EXTRACT:
Content starts

# Men's Hair Loss > Introduce Yourself & Share Your Story >  Female hair loss at 41 yrs old need doctor advice

## Joelle

I am so confused about what to do about my hair loss. I am 41 years old and have been slowly loosing hair since I had my last child. He will be 5 years old in March 2010. I am adopted and unfortunately the state of NY allows me NOTHING to help me with my family history. 
I went to a dermatologist who was of very little help to me. She told me to take vitamins, (b-50, calcium, multi vit. and biotin, I also take fish oil). I have taken them for over 2 months now with nothing noticeable as far as stopping my hair loss or re growth. I use to have very thick hair, but now it's to thin. If there is a light above me and you look up under my bangs, you can see how thin my hair is. I have included a couple pictures.
My question is, what else can I do? I have been taking birth control on and off since I was about 21 years old. Can that be causing it? I had test that said my thyroid was fine, no apparent problems there. 
Please help me.

----------


## Joelle

Wow no advice at all? How depressing  :Frown: 

Has anyone ever tried Nioxin? I just started using the products to see if I get any results.
Joelle

----------


## Plum

I'm sorry that no one has responded to your thread; as I am sure you can guess, there are fewer women on this forum than men.  I happen to be one of those few women....and I am also one who has had hair restoration.

Have you considered seeing a hair restoration physician regarding your hairloss? Part of their expertise is in assessing the causes of the hair loss.  (Make sure you see one that comes highly recommended if you decide to pursue this option...)

I was also wondering if you have always been on the same birth control pill.  Some of them are known to have hairloss as a side effect.  However, if you have been on them off and on for that many years, I would doubt that would be the reason for your thinning (unless you had been taking one in more recent months that you hadn't taken before ....)

Have you also considered Rogaine as an option?  There are formulas made for women, and from what I understand, they are less oily than those for men.... Of course, when you use it, you may have worse looking hair before you start having better looking hair, and you need to give it a good three months minimum before you can assess whether or not it is helping...

Content ends

PROVIDED DATA:

Content starts

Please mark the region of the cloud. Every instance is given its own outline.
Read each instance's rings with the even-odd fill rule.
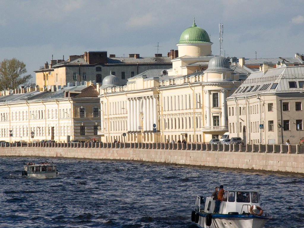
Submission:
[[[304,23],[304,17],[303,16],[299,15],[293,18],[291,20],[291,22],[294,24],[302,24]]]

Content ends

WORK TO COMPLETE: Continue the forum thread about a woman's hair loss at 41 from the point where it stops.

REPLY:
I really do hope you find the answers you are looking for. I realize I have not provided much advice, but I didn't want you to feel alone.  :Wink:

----------


## Ragckr

I'm not a woman, and to be honest, I cannot say I am fully up to speed on hairloss treatments for them either  :Confused:  

I have heard of women that no longer have any intention/ability of becoming pregnant that go on finasteride. I wouldn't count my chickens before they hatch on that one though, I'd say that option is 95% chance a no-go.

GOOD NEWS THOUGH! I'm pretty sure there is a female version of Rogaine, and if nothing else, I personally used a product called "Dermmatch" that acts as a hairloss concealer. The stuff really does work pretty well for hiding hairloss, and if yours is mild enough, it can probably make a huge difference in your cosmetic appearance while you wait other treatments out.

Best thing I could tell you to do is go back to your doctor or dermatologist and tell them that the fishoils/whatever else aren't really doing it for you at this point and try to explore some other options. Dermmatch.com is the place to check out that concealer I mentioned if you are interested in checking the site/product out.

----------


## tinaintexas

Hello gang-

I noticed my hair thinning and FREAKED OUT.  Went to family doctor.  She did blood work (said everything is normal) and put me on 100 Spirno.

Went to derm.  She did blood work said iron was a little low continue with Sprino, add Biotin and Iron supplement.

I got an reffed to an Endocrinologist who said I had PCOS, was insulin-resistant.

*This* was causing my hair loss.

Keep searching for the underlying cause.

I can't tell that  the Spirno has had any affect but it hasn't been even two months yet.  I am going to consult with Dr. Limmer after the new year.  I want to fill in before it gets worse.

Good luck!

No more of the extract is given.